Please write out all the rows below again with "screenshot" replaced by "image" and nothing else changed. Omit the pictures from your answer.

------ SOURCE DATA ------

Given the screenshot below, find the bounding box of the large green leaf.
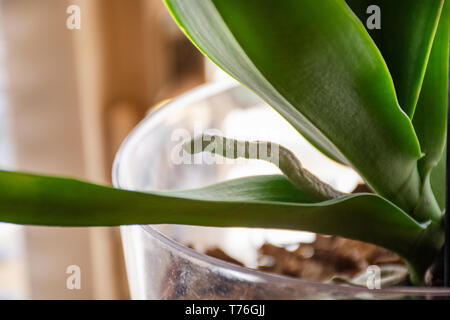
[0,171,442,282]
[413,1,450,177]
[347,0,445,118]
[166,0,421,212]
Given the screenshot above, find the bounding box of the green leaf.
[413,1,450,177]
[347,0,444,118]
[183,134,346,202]
[168,175,317,203]
[166,0,421,212]
[430,143,447,210]
[0,171,442,284]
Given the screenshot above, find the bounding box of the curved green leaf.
[166,0,421,212]
[347,0,444,118]
[183,134,347,202]
[413,1,450,177]
[430,143,447,210]
[0,171,442,282]
[168,175,317,203]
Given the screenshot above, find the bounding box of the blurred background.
[0,0,207,299]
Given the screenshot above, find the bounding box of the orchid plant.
[0,0,450,285]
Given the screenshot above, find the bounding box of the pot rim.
[112,80,450,296]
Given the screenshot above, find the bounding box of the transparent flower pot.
[113,81,450,299]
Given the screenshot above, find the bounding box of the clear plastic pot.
[113,82,450,299]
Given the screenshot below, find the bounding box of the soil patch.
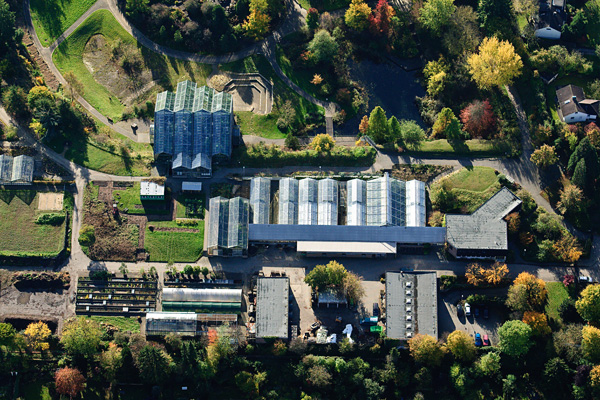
[83,35,156,106]
[38,193,65,211]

------

**FINISHED ANSWER**
Given the image below, find the bounding box of the large green leaf.
[0,171,442,282]
[413,1,450,177]
[347,0,445,118]
[166,0,421,212]
Given the image above, find the bounding box of the green leaf.
[413,1,450,177]
[347,0,444,118]
[183,134,346,202]
[168,175,317,203]
[166,0,421,212]
[430,143,447,210]
[0,171,442,284]
Given the image above, find the bounding box of the curved green leaf.
[166,0,421,212]
[347,0,444,118]
[183,134,347,202]
[413,1,450,177]
[430,143,447,210]
[0,171,442,282]
[168,175,317,203]
Given the image above, find the bounding box of the blurred background.
[0,0,207,299]
Given the image above, find the bounding box of the orchid plant.
[0,0,450,285]
Given the image above, find the bounding box of the pot rim.
[112,80,450,296]
Given the image above, find the bounding box of the transparent flower pot.
[113,81,450,299]
Given the image above, find the bounding box of the clear plastic pot.
[113,82,450,299]
Given the image below, find the bounding box of the soil patch.
[83,35,156,106]
[38,193,65,211]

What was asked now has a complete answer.